**WORK REQUEST:**
Copy out the piece about Punch and Judy word for word, in full.

**PAGE EXTRACT:**
‘Is this Punch and Judy?’

The five words I dread hearing as I finish my set up, tired yet expectant for the performance day ahead.  I dread it for a number of reasons.  Firstly I hate Punch and Judy.  I dislike the story, the characters, the voices and the ghastly caricatured face of the traditional Punch.  There has only ever been one Punch Professor (for so they are called) whose work I admired and he emigrated to Australia years ago.  His puppets were tiny art works.  They changed, metamorphasised from one strange being to another.  The judge I remember gave birth, Alien-style to a grinning mini-Margaret Thatcher (it was the nineteen-eighties).  And he didn’t condone the violence. Anyway he emigrated and there has not been another Punch Professor to come anywhere near his artistry or humour.

I don’t feel the same about all puppets.  This year at Wallingford BunkFest, the wonderful walking puppet booth and beautifully-created puppets of Piggery Jokery presented their charming and engaging show in front of my stage and the children (and many of the adults) were transfixed and delighted. I was too.

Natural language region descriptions
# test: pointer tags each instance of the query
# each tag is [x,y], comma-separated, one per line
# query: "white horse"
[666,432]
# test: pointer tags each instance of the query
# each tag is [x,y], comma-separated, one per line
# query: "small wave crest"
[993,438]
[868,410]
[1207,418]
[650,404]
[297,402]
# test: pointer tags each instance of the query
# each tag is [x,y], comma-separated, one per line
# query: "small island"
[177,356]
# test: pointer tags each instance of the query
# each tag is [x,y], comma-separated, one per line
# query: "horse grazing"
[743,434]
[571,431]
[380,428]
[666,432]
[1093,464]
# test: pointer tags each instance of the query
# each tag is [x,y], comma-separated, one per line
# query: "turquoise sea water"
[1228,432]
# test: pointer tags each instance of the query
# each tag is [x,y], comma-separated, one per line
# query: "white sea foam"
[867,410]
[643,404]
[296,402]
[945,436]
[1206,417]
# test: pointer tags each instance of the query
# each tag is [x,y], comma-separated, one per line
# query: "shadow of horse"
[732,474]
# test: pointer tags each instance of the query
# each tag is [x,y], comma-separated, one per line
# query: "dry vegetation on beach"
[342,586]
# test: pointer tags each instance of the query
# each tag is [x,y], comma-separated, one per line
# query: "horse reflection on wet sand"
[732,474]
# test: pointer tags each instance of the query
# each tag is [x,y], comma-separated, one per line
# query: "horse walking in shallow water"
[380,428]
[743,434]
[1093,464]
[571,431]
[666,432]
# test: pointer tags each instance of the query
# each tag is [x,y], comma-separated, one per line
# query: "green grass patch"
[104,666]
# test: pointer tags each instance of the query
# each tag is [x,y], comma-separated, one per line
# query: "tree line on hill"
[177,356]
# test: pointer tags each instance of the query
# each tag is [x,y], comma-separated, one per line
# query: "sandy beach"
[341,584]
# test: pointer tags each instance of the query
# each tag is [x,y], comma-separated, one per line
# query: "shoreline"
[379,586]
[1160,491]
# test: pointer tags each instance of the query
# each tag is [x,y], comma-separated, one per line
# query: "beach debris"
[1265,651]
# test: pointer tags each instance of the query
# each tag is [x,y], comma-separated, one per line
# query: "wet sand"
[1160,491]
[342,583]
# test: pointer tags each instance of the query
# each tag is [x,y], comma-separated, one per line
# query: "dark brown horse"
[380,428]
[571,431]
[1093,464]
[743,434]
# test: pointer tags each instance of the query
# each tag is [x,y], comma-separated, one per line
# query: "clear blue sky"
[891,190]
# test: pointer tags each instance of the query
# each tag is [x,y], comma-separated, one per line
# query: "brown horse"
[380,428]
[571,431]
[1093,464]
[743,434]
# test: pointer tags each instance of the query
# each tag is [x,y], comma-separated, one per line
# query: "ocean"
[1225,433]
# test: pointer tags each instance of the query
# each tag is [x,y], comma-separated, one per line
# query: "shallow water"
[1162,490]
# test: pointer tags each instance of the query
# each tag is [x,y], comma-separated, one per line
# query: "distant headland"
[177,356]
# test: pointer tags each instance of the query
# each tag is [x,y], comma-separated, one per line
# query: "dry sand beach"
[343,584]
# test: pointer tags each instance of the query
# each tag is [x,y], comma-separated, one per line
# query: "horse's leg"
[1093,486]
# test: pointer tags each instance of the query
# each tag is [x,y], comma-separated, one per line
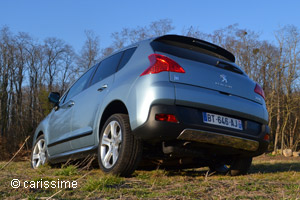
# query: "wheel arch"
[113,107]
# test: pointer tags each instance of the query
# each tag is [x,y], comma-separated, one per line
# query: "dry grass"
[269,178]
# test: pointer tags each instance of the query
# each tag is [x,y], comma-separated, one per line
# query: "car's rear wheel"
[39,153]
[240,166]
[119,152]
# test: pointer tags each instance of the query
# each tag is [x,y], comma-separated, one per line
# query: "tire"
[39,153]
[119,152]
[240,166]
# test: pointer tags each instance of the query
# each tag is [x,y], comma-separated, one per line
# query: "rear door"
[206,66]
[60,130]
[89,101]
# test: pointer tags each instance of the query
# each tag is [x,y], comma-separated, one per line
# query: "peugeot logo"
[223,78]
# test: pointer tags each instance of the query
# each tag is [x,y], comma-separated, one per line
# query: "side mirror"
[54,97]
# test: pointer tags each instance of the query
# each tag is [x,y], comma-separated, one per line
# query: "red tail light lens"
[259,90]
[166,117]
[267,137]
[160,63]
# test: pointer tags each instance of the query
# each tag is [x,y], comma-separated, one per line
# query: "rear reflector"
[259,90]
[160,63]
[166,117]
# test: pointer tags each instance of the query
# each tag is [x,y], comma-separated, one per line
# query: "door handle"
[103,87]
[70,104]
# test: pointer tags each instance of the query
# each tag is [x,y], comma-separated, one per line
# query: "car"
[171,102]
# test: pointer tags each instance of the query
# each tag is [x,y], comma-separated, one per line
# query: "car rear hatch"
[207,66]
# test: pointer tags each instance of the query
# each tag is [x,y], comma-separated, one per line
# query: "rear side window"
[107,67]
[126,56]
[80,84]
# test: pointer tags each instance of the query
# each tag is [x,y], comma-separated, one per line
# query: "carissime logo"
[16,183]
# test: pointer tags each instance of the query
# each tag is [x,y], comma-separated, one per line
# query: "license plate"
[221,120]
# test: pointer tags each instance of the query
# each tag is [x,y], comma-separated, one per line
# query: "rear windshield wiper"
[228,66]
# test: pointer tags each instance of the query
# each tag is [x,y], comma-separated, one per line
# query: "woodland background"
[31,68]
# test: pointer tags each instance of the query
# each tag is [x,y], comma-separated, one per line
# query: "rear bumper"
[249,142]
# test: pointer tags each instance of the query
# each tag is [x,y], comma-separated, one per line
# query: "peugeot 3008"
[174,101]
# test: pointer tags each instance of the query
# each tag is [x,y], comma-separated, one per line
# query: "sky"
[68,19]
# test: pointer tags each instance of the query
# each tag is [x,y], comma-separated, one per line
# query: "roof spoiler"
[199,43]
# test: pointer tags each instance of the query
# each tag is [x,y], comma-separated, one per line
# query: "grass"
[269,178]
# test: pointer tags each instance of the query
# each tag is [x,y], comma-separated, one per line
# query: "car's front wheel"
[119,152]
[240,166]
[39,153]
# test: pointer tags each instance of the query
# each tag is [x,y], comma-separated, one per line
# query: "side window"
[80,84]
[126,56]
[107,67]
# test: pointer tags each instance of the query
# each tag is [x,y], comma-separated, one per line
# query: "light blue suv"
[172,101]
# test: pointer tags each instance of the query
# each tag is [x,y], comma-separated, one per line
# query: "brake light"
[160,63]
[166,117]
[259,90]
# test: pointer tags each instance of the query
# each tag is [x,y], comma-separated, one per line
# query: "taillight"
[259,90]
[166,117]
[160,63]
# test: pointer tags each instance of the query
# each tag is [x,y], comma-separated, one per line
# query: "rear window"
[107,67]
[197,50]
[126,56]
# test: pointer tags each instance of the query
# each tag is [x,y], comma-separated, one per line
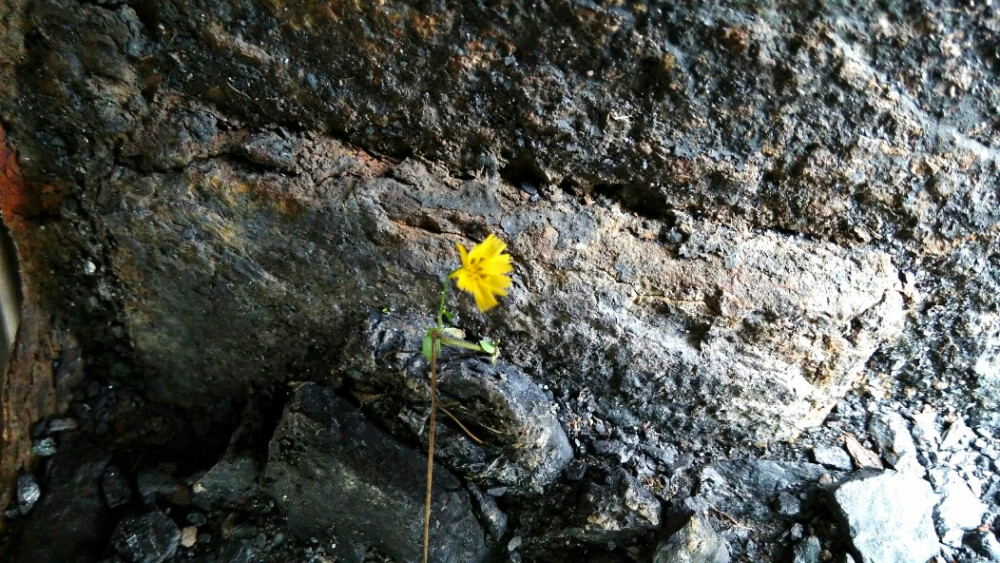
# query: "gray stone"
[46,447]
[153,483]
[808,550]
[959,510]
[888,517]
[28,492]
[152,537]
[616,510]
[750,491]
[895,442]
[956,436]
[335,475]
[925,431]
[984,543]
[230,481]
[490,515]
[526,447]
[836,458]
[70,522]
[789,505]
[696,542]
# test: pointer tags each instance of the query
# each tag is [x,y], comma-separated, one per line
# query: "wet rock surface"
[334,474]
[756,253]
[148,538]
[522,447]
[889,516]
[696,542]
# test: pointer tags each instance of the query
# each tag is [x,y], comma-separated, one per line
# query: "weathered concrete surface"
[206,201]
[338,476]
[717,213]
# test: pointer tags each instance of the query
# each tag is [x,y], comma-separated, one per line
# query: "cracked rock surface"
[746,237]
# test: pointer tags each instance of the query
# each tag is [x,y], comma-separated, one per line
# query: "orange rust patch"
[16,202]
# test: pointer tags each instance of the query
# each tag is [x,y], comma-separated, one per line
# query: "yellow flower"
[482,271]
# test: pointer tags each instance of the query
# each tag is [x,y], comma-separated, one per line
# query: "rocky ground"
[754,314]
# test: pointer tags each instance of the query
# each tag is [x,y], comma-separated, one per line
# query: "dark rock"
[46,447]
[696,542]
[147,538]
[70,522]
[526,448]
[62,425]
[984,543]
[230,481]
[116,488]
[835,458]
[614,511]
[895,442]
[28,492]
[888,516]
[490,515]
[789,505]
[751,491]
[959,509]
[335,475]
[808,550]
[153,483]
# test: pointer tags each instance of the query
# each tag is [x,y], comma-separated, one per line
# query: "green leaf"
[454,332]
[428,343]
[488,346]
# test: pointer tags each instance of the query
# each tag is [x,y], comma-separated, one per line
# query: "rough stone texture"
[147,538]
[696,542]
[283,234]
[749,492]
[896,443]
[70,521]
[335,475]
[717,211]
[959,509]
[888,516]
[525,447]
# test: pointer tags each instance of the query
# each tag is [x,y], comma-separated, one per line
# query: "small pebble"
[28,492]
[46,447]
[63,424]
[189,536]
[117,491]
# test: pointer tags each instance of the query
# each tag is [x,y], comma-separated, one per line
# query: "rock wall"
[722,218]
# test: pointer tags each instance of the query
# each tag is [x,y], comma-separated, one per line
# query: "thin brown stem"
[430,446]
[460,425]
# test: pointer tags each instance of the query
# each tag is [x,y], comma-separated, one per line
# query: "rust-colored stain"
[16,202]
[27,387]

**TASK SOLUTION:**
‘Is this Punch and Judy?’

The five words I dread hearing as I finish my set up, tired yet expectant for the performance day ahead.  I dread it for a number of reasons.  Firstly I hate Punch and Judy.  I dislike the story, the characters, the voices and the ghastly caricatured face of the traditional Punch.  There has only ever been one Punch Professor (for so they are called) whose work I admired and he emigrated to Australia years ago.  His puppets were tiny art works.  They changed, metamorphasised from one strange being to another.  The judge I remember gave birth, Alien-style to a grinning mini-Margaret Thatcher (it was the nineteen-eighties).  And he didn’t condone the violence. Anyway he emigrated and there has not been another Punch Professor to come anywhere near his artistry or humour.

I don’t feel the same about all puppets.  This year at Wallingford BunkFest, the wonderful walking puppet booth and beautifully-created puppets of Piggery Jokery presented their charming and engaging show in front of my stage and the children (and many of the adults) were transfixed and delighted. I was too.